Saved data entries:
------------------------------------------------------------
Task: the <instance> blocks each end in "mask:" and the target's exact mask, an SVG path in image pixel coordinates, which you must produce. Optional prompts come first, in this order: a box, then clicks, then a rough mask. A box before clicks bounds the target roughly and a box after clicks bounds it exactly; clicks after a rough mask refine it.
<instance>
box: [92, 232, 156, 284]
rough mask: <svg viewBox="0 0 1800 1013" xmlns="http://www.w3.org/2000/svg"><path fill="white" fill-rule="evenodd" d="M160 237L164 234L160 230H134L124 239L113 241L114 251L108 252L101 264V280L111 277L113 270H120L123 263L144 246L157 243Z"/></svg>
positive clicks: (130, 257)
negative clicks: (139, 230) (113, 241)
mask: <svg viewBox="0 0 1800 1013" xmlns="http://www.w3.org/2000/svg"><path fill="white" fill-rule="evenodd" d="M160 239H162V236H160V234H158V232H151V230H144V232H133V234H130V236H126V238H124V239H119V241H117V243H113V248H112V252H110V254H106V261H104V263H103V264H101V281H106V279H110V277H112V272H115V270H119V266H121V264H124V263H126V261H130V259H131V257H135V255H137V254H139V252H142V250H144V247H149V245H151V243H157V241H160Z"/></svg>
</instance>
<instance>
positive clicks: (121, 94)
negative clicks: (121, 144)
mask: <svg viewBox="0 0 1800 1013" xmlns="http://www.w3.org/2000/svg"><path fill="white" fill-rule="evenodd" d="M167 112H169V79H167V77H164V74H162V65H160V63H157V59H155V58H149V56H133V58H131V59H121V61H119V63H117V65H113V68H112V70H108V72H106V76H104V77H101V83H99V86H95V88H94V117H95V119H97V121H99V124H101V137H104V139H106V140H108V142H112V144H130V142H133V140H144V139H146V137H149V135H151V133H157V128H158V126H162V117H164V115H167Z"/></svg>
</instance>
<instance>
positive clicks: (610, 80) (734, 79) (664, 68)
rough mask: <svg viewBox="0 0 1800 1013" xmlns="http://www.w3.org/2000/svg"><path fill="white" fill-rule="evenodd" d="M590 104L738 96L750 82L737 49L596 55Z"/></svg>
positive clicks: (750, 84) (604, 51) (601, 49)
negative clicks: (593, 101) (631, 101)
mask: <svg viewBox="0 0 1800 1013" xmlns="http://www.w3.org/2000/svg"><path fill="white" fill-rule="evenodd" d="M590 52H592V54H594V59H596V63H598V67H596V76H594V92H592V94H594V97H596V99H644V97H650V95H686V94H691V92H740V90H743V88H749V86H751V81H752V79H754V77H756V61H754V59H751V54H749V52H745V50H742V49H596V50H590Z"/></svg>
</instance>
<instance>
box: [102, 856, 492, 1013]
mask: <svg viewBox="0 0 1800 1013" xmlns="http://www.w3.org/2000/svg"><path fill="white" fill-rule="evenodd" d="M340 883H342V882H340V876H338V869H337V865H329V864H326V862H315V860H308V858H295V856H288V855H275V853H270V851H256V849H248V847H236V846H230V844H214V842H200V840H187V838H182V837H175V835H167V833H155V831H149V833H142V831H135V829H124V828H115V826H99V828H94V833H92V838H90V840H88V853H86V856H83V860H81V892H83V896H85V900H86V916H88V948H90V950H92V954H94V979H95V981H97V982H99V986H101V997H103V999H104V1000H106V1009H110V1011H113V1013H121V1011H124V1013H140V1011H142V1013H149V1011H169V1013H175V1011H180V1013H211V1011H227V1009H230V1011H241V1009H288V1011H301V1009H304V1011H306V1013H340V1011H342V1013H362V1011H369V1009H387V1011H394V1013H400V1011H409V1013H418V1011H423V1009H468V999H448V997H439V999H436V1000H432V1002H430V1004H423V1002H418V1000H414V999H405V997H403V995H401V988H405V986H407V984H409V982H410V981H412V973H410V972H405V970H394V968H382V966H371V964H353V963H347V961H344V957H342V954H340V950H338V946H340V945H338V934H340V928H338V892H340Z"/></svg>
------------------------------------------------------------
Activity:
Note each line above that holds "positive", then copy all of them.

Reply:
positive clicks: (130, 257)
positive clicks: (121, 94)
positive clicks: (610, 80) (734, 79) (664, 68)
positive clicks: (750, 84) (604, 51) (601, 49)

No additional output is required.